■ OBJECTIVE ■
Exactly reproduce all the records, keeping pictures out of the copy.

■ DATASET EXCERPTS ■
━━━━━━
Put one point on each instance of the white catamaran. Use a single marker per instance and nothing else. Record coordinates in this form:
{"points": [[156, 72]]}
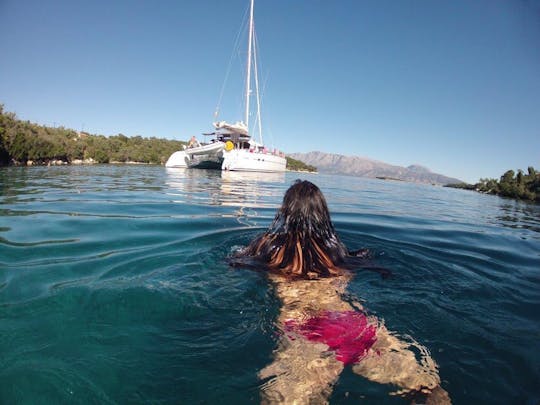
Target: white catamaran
{"points": [[232, 147]]}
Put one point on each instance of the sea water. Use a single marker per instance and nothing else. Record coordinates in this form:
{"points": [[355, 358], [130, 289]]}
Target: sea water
{"points": [[114, 286]]}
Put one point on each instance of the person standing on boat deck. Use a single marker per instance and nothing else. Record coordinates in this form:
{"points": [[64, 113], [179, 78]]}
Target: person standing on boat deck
{"points": [[321, 332], [193, 142]]}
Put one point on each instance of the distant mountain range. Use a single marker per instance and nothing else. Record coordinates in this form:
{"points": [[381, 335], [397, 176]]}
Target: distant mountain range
{"points": [[363, 167]]}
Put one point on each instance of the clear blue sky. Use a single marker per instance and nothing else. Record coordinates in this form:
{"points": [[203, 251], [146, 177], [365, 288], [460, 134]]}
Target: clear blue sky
{"points": [[452, 85]]}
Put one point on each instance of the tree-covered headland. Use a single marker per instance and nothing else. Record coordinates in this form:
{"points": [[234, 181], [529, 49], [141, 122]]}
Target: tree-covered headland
{"points": [[23, 142], [26, 143], [520, 185]]}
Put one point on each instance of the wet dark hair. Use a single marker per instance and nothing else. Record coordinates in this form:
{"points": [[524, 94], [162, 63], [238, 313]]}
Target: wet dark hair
{"points": [[302, 241]]}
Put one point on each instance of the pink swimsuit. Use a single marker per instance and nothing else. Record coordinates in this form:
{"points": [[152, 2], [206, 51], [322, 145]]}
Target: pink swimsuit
{"points": [[347, 333]]}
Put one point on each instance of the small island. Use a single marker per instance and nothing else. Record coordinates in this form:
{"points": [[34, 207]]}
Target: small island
{"points": [[518, 185], [24, 143]]}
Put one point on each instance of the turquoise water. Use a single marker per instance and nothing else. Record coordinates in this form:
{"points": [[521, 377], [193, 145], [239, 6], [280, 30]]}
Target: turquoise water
{"points": [[114, 287]]}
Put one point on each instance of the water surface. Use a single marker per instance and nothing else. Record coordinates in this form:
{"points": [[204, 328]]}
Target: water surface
{"points": [[114, 288]]}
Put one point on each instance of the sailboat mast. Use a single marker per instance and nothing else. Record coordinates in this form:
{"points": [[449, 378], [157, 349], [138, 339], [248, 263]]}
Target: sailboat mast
{"points": [[248, 74]]}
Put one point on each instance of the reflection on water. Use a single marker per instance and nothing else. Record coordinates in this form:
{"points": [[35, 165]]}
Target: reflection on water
{"points": [[519, 215], [237, 189]]}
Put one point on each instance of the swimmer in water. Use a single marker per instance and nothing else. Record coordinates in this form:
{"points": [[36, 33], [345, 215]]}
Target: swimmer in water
{"points": [[321, 332]]}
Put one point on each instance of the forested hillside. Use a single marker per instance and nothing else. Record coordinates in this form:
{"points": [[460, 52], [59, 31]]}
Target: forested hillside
{"points": [[26, 143], [511, 184], [23, 142]]}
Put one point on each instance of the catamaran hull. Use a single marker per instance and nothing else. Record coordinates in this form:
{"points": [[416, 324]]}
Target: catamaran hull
{"points": [[177, 159], [200, 157], [244, 160]]}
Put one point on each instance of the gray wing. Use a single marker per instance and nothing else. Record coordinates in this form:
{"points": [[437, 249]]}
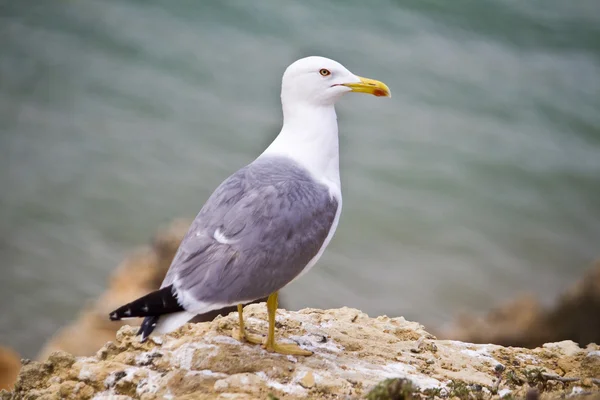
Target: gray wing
{"points": [[273, 218]]}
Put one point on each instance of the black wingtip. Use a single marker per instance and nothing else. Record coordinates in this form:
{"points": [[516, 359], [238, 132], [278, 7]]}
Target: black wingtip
{"points": [[159, 302]]}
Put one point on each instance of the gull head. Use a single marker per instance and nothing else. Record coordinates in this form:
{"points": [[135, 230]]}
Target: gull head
{"points": [[319, 81]]}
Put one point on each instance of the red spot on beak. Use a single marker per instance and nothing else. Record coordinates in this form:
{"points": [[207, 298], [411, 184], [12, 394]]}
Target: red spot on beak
{"points": [[379, 93]]}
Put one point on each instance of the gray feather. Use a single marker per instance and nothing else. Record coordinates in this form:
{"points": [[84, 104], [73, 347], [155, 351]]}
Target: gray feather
{"points": [[275, 217]]}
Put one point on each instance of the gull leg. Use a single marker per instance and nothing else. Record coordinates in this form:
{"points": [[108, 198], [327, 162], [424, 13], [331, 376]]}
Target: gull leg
{"points": [[271, 344], [241, 334]]}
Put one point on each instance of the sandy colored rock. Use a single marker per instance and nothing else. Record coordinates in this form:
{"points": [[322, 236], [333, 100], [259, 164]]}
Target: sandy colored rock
{"points": [[10, 364], [352, 354], [524, 322], [141, 272]]}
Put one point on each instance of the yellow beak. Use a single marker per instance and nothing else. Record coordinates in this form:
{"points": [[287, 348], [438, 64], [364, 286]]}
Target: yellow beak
{"points": [[370, 86]]}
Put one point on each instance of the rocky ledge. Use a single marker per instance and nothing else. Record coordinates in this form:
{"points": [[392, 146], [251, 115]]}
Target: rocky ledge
{"points": [[353, 354]]}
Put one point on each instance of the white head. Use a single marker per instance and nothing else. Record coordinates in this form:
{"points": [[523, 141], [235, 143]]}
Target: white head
{"points": [[319, 81]]}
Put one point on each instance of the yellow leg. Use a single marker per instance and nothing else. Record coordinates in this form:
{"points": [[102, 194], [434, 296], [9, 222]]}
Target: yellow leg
{"points": [[270, 343], [242, 335]]}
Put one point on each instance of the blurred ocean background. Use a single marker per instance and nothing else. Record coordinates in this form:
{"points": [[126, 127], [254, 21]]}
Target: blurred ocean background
{"points": [[477, 181]]}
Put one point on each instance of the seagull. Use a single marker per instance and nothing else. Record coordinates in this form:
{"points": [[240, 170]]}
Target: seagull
{"points": [[268, 223]]}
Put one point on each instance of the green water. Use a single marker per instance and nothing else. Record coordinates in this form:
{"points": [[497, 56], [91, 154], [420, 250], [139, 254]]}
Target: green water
{"points": [[478, 180]]}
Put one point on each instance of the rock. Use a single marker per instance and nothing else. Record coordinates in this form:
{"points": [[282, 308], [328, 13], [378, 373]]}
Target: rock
━━━━━━
■ THE OUTPUT ■
Put one point on each instance of the white catamaran. Use a single marker per instance and nothing else. Record coordinates in this form:
{"points": [[156, 72]]}
Target: white catamaran
{"points": [[232, 147]]}
Put one point on each instance of the sea water. Use a single marker per instance and nothing else. Record coordinates in this form:
{"points": [[355, 358], [130, 289]]}
Target: sea water
{"points": [[114, 286]]}
Put one point on each instance of the person standing on boat deck. Use a single marker per instance and nothing else. Record coordinates in this form:
{"points": [[64, 113], [179, 78]]}
Target: person standing on boat deck
{"points": [[321, 332], [193, 142]]}
Put one point on each instance of the distant mountain range. Use a single marker per instance and nothing else. Record coordinates in this form:
{"points": [[381, 335], [397, 176]]}
Target: distant mountain range
{"points": [[363, 167]]}
Put one point on each instance of the clear blue sky. Use a single marker per instance and nothing else. Record coordinates in this form:
{"points": [[203, 251], [146, 177], [365, 288], [460, 134]]}
Target: clear blue sky
{"points": [[452, 85]]}
Put one point on each instance of the tree-covered headland. Use a single marker per instance and nothing else. Record coordinates in this form:
{"points": [[234, 181], [529, 49], [141, 122]]}
Target: tree-covered headland
{"points": [[23, 142], [26, 143], [520, 185]]}
Put one point on each instance of the wet dark hair. Use a single marker per instance and nothing else. Record coordinates in this form:
{"points": [[524, 94], [162, 63], [238, 313]]}
Target: wet dark hair
{"points": [[302, 241]]}
Put one point on each instance of the pink swimsuit. Use a single marker per instance and nothing else. Record coordinates in this form:
{"points": [[152, 2], [206, 51], [322, 145]]}
Target: pink swimsuit
{"points": [[347, 333]]}
Put one point on each instance of the small island. Use a single marker per instance and nothing else. Record coordinates in this form:
{"points": [[34, 207]]}
Target: small island
{"points": [[518, 185], [24, 143]]}
Put one point on each instance of the turquoise water. Use a single marker per instance and nothing else. Record coordinates in this form:
{"points": [[521, 377], [193, 145], [239, 6], [280, 30]]}
Target: turquoise water
{"points": [[114, 287]]}
Put one point on each instance of the water surface. Use a single marker per instance and nothing else. Record coordinates in this form:
{"points": [[204, 328]]}
Target: water surface
{"points": [[114, 288]]}
Put one point on each instance of the sailboat mast. Use a single marker per instance and nothing else. Record coordinates in this form:
{"points": [[449, 378], [157, 349], [138, 339], [248, 263]]}
Target: sailboat mast
{"points": [[248, 74]]}
Put one point on each instance of the reflection on water. Use a single marker per instance and nothing else. Record coordinates in this form:
{"points": [[35, 165]]}
Target: reflection on water
{"points": [[519, 215], [237, 189]]}
Put one point on each instance of the swimmer in water. Use a single marker per instance and nothing else. Record coordinates in this form:
{"points": [[36, 33], [345, 215]]}
Target: swimmer in water
{"points": [[321, 332]]}
Put one point on each instance of the forested hillside. Use a single marker per instance and nothing else. Record coordinates in this form:
{"points": [[460, 52], [59, 31]]}
Target: forested hillside
{"points": [[26, 143], [511, 184], [23, 142]]}
Put one point on each instance of the catamaran hull. Use a single marker per instance and nothing else. Record coordinates in this form:
{"points": [[416, 324]]}
Target: catamaran hull
{"points": [[177, 159], [200, 157], [244, 160]]}
Put one point on each instance of the gray wing. Use a single marker per instance and nothing else. Record coordinates in this form:
{"points": [[437, 249]]}
Target: gray wing
{"points": [[273, 218]]}
Put one point on each instance of the black wingtip. Use a single marker per instance and nothing else. Record coordinates in this form:
{"points": [[516, 359], [238, 132], [278, 7]]}
Target: black wingtip
{"points": [[159, 302]]}
Put one point on each instance of the gull head. Use a single marker per instance and nothing else. Record coordinates in this form:
{"points": [[135, 230]]}
Target: gull head
{"points": [[319, 81]]}
Put one point on each instance of the red spot on beak. Use a single marker per instance and nothing else. Record coordinates in this form:
{"points": [[207, 298], [411, 184], [12, 394]]}
Target: red spot on beak
{"points": [[379, 93]]}
Put one point on each instance of the gray feather. Use a single marker per instance and nothing else. Record coordinates in this form:
{"points": [[84, 104], [73, 347], [155, 351]]}
Target: gray feather
{"points": [[275, 217]]}
Put one point on each instance of the gull leg. Use a single marker per instance and nothing else. Record coordinates in this form:
{"points": [[108, 198], [327, 162], [424, 13], [331, 376]]}
Target: gull leg
{"points": [[271, 344], [241, 334]]}
Put one point on each instance of the sandy colored rock. Use a single marker per instance and nothing else. Record coordinates in this form:
{"points": [[322, 236], [333, 100], [259, 164]]}
Target: sandy colored rock
{"points": [[10, 364], [352, 354], [524, 322], [141, 272]]}
Put one point on each instance of the yellow beak. Use a single marker per instance and nothing else. Record coordinates in this form:
{"points": [[287, 348], [438, 64], [364, 286]]}
Target: yellow beak
{"points": [[370, 86]]}
Put one point on each instance of the rocky ledge. Use a single marker per instance and nothing else. Record coordinates in this form:
{"points": [[392, 146], [251, 115]]}
Target: rocky ledge
{"points": [[353, 354]]}
Put one point on each instance of the white head. Use a single marker per instance and nothing else. Record coordinates in this form:
{"points": [[523, 141], [235, 143]]}
Target: white head
{"points": [[319, 81]]}
Put one point on each instance of the yellow leg. Use a single marker per instance and nothing else. Record coordinates in this form:
{"points": [[102, 194], [434, 296], [9, 222]]}
Target: yellow leg
{"points": [[270, 343], [242, 335]]}
Put one point on each instance of the blurred ocean background. Use a single marker per instance and nothing else. Record coordinates in this form:
{"points": [[126, 127], [254, 21]]}
Target: blurred ocean background
{"points": [[477, 181]]}
Put one point on each instance of the seagull. Use a single marker per instance and nothing else. Record coordinates in this form:
{"points": [[240, 170]]}
Target: seagull
{"points": [[268, 223]]}
Put one point on each instance of the green water. Use a single marker per instance and nothing else. Record coordinates in this form:
{"points": [[497, 56], [91, 154], [420, 250], [139, 254]]}
Target: green water
{"points": [[478, 180]]}
Put one point on each instance of the rock. Use a single marker per instance and nothing else. Record coordinates in this form:
{"points": [[282, 308], [328, 13], [378, 373]]}
Target: rock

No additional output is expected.